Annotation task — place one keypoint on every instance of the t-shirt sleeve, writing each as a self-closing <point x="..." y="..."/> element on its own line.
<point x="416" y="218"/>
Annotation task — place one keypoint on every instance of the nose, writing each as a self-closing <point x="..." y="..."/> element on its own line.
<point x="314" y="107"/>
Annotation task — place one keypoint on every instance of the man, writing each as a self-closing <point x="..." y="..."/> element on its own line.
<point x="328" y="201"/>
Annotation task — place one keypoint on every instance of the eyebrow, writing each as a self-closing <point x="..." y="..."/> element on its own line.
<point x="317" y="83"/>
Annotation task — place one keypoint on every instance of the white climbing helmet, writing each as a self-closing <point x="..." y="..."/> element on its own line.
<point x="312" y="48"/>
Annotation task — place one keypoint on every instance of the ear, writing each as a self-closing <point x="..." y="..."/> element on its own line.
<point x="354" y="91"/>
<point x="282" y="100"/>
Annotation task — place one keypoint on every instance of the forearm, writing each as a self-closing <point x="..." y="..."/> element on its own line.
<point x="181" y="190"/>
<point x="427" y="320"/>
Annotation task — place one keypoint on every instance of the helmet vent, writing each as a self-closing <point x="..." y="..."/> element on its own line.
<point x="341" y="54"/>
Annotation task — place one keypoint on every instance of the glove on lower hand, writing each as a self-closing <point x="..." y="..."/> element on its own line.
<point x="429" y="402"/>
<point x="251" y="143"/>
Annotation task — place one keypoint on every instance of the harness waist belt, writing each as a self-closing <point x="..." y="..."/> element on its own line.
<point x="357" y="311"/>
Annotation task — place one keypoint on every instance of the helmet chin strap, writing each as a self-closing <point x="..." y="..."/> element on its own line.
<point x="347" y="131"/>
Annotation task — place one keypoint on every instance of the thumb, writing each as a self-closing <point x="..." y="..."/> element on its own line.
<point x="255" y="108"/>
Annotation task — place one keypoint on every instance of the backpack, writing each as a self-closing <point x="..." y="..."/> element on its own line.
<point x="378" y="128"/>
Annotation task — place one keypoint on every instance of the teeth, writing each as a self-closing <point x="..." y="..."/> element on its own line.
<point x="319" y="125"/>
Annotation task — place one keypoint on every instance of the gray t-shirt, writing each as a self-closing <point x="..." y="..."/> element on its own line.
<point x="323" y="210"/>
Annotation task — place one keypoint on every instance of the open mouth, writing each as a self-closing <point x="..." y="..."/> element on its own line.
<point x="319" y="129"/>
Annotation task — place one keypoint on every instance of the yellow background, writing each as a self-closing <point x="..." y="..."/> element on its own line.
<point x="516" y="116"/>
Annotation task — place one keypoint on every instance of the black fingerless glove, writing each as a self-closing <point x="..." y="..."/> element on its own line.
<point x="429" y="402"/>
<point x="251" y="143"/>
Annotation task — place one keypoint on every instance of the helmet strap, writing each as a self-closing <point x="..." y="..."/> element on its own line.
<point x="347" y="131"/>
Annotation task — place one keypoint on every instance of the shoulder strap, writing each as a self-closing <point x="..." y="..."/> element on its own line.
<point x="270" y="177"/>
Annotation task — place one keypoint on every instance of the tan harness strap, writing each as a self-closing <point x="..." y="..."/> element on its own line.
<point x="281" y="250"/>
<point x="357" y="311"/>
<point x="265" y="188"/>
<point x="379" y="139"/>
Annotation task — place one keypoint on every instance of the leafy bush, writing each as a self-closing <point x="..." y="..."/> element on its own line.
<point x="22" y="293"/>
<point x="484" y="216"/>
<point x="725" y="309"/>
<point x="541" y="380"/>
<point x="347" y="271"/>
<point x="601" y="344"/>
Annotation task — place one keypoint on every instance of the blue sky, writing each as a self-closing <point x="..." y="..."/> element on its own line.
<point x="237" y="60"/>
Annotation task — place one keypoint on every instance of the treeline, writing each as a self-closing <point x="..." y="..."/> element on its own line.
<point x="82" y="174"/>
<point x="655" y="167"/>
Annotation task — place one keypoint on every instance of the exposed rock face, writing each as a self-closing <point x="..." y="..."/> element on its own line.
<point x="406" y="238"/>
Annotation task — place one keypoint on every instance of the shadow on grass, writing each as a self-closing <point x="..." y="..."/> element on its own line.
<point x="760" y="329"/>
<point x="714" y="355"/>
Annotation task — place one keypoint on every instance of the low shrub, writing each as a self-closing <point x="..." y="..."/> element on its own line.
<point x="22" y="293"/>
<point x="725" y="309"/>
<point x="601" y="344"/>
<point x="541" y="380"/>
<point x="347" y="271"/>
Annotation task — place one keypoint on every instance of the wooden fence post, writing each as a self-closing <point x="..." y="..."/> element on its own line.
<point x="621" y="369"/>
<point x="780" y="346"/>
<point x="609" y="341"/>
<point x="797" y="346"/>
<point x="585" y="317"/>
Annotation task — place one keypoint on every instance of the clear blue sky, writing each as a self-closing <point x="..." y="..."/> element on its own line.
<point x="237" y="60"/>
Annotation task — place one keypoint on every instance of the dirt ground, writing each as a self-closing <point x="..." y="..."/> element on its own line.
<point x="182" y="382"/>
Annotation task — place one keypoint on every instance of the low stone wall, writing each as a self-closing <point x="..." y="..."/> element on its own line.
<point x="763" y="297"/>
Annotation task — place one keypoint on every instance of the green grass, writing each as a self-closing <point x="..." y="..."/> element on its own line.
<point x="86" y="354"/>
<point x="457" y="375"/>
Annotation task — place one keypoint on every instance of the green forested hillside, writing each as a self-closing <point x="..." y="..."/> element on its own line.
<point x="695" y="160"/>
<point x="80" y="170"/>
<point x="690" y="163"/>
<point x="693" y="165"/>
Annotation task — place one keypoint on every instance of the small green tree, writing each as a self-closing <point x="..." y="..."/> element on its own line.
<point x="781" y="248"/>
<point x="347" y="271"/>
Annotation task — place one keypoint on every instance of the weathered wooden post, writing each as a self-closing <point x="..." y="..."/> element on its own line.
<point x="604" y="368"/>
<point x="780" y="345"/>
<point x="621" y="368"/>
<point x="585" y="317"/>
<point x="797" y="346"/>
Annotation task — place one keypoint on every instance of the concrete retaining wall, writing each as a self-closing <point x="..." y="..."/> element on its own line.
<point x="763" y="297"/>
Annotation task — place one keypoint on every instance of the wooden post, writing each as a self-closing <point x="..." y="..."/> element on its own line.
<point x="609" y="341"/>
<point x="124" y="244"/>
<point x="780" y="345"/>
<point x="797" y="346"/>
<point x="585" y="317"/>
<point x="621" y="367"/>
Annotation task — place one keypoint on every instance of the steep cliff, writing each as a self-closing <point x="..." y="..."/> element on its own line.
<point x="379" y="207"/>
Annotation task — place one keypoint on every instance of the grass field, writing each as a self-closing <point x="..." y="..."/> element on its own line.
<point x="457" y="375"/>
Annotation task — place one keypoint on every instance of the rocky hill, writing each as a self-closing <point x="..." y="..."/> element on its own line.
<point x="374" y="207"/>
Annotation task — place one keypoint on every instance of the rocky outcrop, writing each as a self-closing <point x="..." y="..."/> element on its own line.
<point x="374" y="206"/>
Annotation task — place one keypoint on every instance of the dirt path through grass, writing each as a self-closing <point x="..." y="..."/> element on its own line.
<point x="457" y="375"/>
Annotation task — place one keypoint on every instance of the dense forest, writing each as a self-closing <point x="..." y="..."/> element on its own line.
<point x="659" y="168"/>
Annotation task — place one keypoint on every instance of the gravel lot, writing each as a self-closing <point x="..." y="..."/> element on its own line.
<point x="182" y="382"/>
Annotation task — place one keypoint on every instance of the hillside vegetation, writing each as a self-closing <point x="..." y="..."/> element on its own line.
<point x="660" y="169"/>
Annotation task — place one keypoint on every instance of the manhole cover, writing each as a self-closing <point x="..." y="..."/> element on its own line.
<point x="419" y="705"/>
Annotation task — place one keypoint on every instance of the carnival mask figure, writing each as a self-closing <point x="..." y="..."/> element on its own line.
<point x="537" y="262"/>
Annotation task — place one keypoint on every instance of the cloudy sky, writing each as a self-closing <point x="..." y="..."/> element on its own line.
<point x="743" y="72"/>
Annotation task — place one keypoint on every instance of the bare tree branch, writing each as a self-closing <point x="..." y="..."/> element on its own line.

# WHAT IS EXPECTED
Locate the line that contains "of the hillside". Repeat it and every line after it, up to and including the final line, exactly.

# SOLUTION FOR THIS TASK
Annotation task — place one keypoint on every instance of the hillside vegetation, writing each as a self-closing <point x="..." y="..."/> element on its own line.
<point x="660" y="169"/>
Annotation task — place one keypoint on every instance of the manhole cover, writing each as a self-closing <point x="..." y="..."/> element on its own line.
<point x="419" y="705"/>
Annotation task — place one keypoint on every instance of the carnival mask figure, writing each as a self-closing <point x="..." y="..."/> element on its own line.
<point x="537" y="262"/>
Annotation task — place one keypoint on every instance of the cloudy sky, writing each as a self-closing <point x="..." y="..."/> element on its own line.
<point x="743" y="72"/>
Annotation task — place one keypoint on every instance of the bare tree branch, writing each as a self-closing <point x="..." y="..."/> element on its own line.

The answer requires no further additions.